> _INPUT_
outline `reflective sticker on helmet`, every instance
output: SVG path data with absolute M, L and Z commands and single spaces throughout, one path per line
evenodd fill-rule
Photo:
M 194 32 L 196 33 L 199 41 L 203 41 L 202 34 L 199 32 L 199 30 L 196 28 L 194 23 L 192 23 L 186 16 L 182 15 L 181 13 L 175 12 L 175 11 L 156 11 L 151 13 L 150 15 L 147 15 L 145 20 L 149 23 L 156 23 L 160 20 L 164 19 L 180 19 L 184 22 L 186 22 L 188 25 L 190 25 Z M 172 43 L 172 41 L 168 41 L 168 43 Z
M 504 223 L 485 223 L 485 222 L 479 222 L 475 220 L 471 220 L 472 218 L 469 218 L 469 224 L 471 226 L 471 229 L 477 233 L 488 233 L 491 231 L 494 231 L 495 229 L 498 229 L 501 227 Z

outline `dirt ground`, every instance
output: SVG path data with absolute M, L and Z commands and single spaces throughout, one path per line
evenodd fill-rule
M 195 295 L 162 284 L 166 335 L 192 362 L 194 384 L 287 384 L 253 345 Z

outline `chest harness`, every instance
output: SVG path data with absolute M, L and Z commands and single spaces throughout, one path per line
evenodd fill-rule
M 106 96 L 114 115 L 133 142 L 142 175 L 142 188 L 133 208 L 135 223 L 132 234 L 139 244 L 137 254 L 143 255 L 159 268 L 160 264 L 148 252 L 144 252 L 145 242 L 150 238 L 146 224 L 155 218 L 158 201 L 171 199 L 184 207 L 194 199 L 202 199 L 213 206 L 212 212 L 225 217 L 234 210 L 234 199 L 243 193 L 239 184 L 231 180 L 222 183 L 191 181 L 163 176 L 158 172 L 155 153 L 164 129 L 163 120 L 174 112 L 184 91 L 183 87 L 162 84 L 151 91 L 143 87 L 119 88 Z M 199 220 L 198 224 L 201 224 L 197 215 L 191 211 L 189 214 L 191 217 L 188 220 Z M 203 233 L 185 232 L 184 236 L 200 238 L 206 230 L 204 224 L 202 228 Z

> _PROBLEM STATEMENT_
Render the rows above as a numbered list, leaving out any blank lines.

> _TASK ANSWER_
1. outline `reflective sticker on helmet`, every instance
2. output: SVG path data with absolute M, L and Z commands and single spaces throughout, one path per line
3. evenodd fill-rule
4. Photo:
5. M 194 32 L 196 33 L 199 41 L 203 41 L 202 34 L 199 32 L 199 30 L 196 28 L 194 23 L 192 23 L 186 16 L 182 15 L 181 13 L 175 12 L 175 11 L 156 11 L 151 13 L 150 15 L 147 15 L 145 20 L 149 23 L 156 23 L 160 20 L 164 19 L 180 19 L 184 22 L 186 22 L 188 25 L 190 25 Z M 172 43 L 172 41 L 168 41 L 168 43 Z
6. M 504 223 L 485 223 L 485 222 L 479 222 L 475 220 L 471 220 L 472 218 L 469 218 L 469 224 L 471 226 L 471 229 L 477 233 L 488 233 L 491 231 L 494 231 L 495 229 L 498 229 L 501 227 Z
7. outline `dirt ground`, every instance
8. output: SVG path data with absolute M, L and Z commands and single spaces throughout, one path per line
9. evenodd fill-rule
10. M 195 295 L 162 284 L 166 335 L 192 362 L 194 384 L 287 384 L 253 345 Z
11. outline `chest harness`, every instance
12. output: SVG path data with absolute M, L and Z commands and single spaces throughout, one path per line
13. evenodd fill-rule
14. M 106 96 L 114 115 L 133 142 L 142 175 L 142 188 L 133 208 L 135 223 L 132 234 L 139 244 L 137 254 L 143 255 L 159 268 L 160 264 L 148 252 L 144 252 L 145 242 L 150 238 L 146 224 L 155 218 L 158 201 L 171 199 L 184 207 L 194 199 L 202 199 L 213 206 L 212 212 L 225 217 L 234 210 L 234 199 L 243 193 L 239 184 L 231 180 L 222 183 L 191 181 L 163 176 L 158 172 L 155 153 L 164 129 L 163 120 L 174 112 L 184 91 L 183 87 L 162 84 L 151 91 L 143 87 L 119 88 Z M 199 220 L 198 224 L 201 224 L 197 215 L 191 211 L 189 214 L 191 217 L 188 220 Z M 203 233 L 185 232 L 184 236 L 200 238 L 206 230 L 204 224 L 202 228 Z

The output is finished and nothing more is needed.